[Point annotation listing]

========

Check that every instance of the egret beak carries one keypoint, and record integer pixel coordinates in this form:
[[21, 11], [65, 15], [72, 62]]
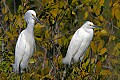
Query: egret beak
[[95, 26], [37, 19]]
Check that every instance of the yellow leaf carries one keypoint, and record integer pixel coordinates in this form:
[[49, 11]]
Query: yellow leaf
[[32, 61], [9, 34], [47, 35], [87, 62], [6, 17], [102, 51], [106, 72], [100, 45], [93, 46], [73, 12], [92, 60], [117, 12], [113, 12], [98, 67], [104, 32], [19, 21], [45, 71], [118, 23], [86, 15], [4, 10], [110, 4], [54, 12], [101, 18]]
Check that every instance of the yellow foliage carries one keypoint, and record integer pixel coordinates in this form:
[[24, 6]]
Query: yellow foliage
[[117, 12], [104, 32], [86, 15], [102, 51], [106, 72], [93, 46]]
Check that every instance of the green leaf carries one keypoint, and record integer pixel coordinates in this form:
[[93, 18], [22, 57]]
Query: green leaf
[[102, 51], [105, 72]]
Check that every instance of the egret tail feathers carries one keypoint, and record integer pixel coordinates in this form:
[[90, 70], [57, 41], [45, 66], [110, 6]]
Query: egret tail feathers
[[66, 60], [15, 68]]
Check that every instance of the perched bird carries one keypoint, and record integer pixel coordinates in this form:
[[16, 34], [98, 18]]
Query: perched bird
[[26, 43], [79, 43]]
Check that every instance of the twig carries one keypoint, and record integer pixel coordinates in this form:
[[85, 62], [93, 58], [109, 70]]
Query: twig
[[6, 5], [64, 73]]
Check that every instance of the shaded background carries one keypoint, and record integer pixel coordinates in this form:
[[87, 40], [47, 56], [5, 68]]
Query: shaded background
[[61, 18]]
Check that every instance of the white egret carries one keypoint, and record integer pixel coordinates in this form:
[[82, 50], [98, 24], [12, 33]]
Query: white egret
[[26, 43], [79, 43]]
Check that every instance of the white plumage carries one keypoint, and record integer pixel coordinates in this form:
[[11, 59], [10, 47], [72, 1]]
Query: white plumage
[[25, 44], [79, 43]]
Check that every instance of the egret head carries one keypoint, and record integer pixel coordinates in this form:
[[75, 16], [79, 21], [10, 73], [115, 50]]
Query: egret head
[[30, 17], [90, 25]]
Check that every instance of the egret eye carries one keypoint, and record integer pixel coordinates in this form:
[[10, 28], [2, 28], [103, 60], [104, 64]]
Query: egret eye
[[33, 15], [91, 25]]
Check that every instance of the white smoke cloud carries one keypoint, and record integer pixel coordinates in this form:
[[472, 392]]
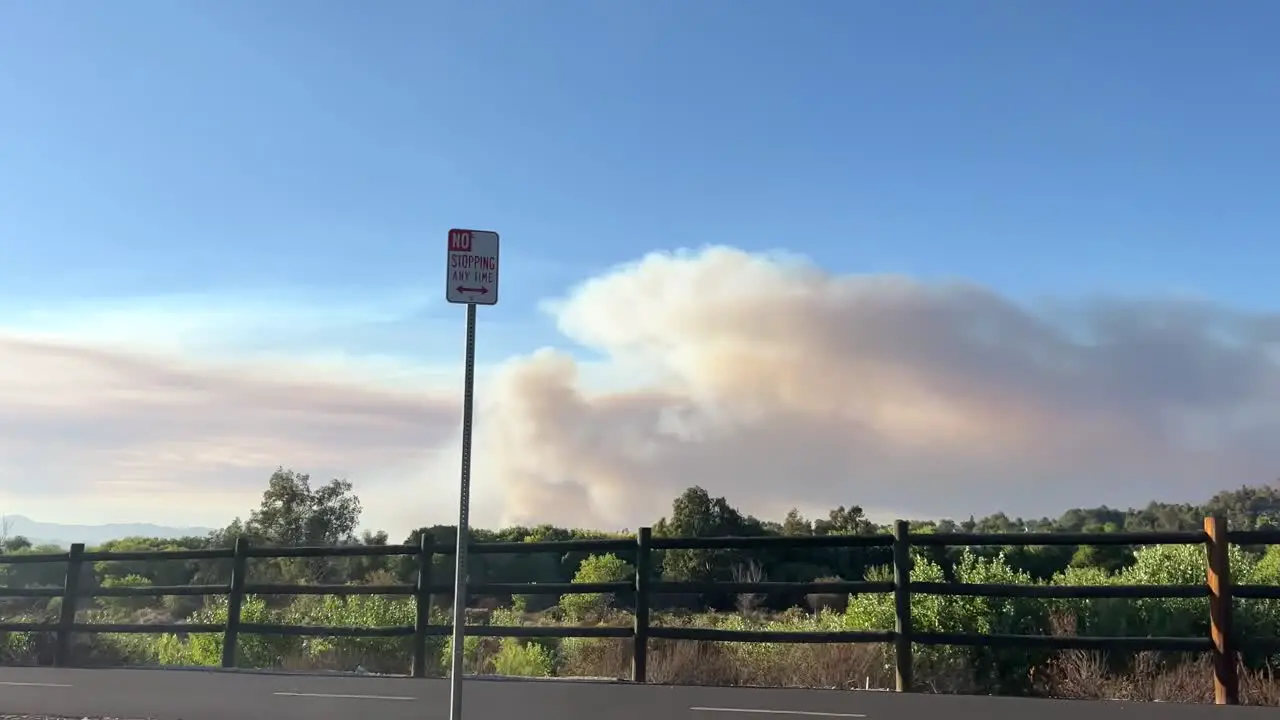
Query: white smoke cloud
[[759, 377], [778, 384]]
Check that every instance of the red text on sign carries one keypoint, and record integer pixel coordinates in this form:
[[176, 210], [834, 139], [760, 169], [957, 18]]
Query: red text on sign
[[460, 241]]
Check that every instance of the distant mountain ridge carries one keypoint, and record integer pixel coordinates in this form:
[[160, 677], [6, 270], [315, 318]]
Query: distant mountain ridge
[[56, 533]]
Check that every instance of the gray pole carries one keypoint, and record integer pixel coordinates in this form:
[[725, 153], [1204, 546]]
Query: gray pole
[[460, 577]]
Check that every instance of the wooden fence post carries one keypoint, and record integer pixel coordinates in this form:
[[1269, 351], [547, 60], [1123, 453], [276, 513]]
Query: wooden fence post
[[67, 613], [903, 606], [640, 629], [423, 600], [1226, 682], [234, 601]]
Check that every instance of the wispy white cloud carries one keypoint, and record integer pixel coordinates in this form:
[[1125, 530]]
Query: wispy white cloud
[[760, 377]]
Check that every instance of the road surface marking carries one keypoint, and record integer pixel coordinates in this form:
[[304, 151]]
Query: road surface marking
[[346, 696], [762, 711]]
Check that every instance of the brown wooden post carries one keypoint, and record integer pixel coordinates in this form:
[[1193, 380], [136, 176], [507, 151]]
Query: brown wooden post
[[903, 662], [640, 628], [67, 613], [423, 601], [234, 601], [1226, 682]]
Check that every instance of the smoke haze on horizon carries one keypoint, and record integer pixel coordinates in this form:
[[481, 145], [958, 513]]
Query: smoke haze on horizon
[[758, 376]]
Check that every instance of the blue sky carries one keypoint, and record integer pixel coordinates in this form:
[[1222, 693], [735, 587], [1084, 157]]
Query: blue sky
[[278, 177]]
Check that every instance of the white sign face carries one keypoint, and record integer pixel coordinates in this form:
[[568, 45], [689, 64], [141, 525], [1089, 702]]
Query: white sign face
[[471, 274]]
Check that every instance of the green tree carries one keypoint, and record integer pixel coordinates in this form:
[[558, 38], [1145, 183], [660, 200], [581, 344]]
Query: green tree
[[595, 569]]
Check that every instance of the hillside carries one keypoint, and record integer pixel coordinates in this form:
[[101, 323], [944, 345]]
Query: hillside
[[60, 534]]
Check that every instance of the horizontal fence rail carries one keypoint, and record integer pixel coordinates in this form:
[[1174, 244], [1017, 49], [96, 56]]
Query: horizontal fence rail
[[1217, 588]]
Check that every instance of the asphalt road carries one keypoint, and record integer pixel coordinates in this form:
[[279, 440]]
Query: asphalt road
[[199, 695]]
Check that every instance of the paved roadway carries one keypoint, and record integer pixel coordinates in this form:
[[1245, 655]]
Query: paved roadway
[[202, 695]]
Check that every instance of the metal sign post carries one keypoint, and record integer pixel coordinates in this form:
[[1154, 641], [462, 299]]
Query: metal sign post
[[471, 278]]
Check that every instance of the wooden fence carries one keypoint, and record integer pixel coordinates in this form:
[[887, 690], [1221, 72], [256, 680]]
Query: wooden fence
[[1217, 587]]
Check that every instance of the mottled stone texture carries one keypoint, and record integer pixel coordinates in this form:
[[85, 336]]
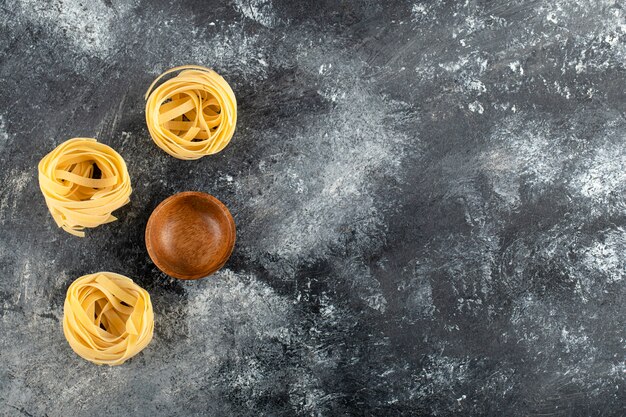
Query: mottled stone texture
[[429, 195]]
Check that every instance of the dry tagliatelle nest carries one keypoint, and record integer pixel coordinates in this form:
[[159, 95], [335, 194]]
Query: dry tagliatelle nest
[[192, 114]]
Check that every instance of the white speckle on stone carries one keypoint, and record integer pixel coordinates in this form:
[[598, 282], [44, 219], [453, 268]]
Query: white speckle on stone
[[476, 107], [261, 11], [551, 17]]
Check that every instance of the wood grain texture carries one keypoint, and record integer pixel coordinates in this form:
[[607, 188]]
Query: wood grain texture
[[190, 235]]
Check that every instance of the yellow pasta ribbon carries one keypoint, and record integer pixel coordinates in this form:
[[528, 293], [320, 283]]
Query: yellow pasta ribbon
[[107, 318], [83, 182], [192, 114]]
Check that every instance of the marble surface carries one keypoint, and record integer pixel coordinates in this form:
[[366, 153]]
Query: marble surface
[[429, 198]]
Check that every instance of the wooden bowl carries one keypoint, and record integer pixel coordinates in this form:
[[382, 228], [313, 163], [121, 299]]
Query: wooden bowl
[[190, 235]]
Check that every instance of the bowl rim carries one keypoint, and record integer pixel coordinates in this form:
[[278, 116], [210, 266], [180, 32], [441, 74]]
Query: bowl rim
[[173, 198]]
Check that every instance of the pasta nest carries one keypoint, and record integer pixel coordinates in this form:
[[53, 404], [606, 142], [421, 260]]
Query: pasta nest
[[83, 182], [192, 114], [107, 318]]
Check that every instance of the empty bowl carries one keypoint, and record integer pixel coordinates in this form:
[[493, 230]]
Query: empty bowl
[[190, 235]]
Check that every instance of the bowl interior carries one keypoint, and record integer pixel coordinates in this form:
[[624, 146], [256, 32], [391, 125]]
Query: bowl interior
[[190, 235]]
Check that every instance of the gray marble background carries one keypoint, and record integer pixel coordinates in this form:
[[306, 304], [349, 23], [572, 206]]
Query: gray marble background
[[429, 198]]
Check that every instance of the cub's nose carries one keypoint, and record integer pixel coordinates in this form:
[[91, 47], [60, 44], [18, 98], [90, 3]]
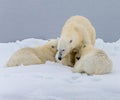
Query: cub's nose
[[59, 58]]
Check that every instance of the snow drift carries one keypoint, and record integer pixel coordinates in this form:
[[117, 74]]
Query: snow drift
[[53, 81]]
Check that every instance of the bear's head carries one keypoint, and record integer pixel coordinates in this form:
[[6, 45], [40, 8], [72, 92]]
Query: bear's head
[[65, 46]]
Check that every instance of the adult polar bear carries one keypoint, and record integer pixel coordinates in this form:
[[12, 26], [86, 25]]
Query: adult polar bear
[[77, 31]]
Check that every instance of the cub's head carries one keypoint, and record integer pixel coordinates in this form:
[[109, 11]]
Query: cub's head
[[84, 50], [52, 44], [65, 46]]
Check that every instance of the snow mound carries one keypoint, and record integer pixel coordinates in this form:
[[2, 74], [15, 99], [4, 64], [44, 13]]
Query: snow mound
[[53, 81]]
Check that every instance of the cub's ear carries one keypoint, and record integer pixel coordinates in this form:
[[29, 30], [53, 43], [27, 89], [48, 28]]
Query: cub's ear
[[70, 41], [52, 46]]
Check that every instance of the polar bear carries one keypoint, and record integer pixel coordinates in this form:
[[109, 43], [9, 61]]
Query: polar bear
[[68, 60], [38, 55], [77, 31], [92, 61]]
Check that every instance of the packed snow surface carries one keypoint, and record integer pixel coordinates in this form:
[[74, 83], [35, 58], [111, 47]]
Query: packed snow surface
[[53, 81]]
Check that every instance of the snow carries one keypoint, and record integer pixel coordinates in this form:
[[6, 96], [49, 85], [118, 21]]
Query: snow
[[53, 81]]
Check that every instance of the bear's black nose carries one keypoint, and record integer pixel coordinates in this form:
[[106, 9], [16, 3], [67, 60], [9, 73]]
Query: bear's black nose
[[59, 58], [77, 58]]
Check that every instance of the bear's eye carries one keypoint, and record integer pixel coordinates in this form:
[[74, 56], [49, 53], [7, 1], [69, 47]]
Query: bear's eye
[[84, 46], [70, 41], [53, 46], [77, 58]]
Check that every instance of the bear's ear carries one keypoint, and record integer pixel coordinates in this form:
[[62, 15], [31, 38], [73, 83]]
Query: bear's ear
[[84, 46], [52, 46], [77, 58], [70, 41]]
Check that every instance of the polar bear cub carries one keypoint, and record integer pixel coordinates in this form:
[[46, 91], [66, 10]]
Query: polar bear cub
[[38, 55], [92, 61], [68, 60]]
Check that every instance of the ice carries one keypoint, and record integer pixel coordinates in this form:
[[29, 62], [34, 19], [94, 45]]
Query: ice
[[53, 81]]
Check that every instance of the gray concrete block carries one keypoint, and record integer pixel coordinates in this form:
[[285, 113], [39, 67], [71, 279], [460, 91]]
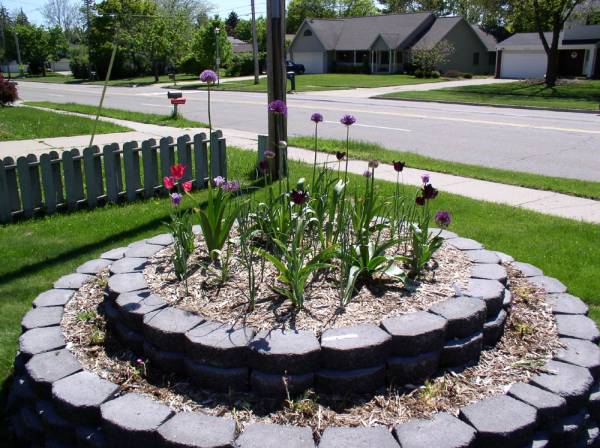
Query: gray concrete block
[[416, 333], [133, 420], [195, 430], [166, 328], [357, 347], [79, 397], [279, 351], [443, 431], [53, 297], [465, 316], [357, 438], [501, 421], [219, 345], [261, 435]]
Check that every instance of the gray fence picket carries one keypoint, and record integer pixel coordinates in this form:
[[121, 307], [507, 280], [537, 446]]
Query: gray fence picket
[[150, 161], [131, 158], [200, 160]]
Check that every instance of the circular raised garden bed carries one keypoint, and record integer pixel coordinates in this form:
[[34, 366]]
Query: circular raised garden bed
[[64, 396]]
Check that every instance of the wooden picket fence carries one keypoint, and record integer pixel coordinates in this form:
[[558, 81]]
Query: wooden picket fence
[[94, 177]]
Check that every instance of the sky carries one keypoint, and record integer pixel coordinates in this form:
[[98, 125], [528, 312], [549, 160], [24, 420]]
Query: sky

========

▸ EXERCISE OBJECTIVE
Reproduce the listing from its start through the line containing "[[95, 26], [37, 19]]", both ends included, keeping every request and its format sample as is but shifting each coordinate in the answers up by 85. Leave the pictures out of your answer.

▸ OUTPUT FOR THIS EXERCISE
Check that every instance of the egret beak carries one keypoint, and record integer pixel coordinates in this form:
[[21, 11], [65, 15], [72, 62]]
Query: egret beak
[[180, 111], [122, 104]]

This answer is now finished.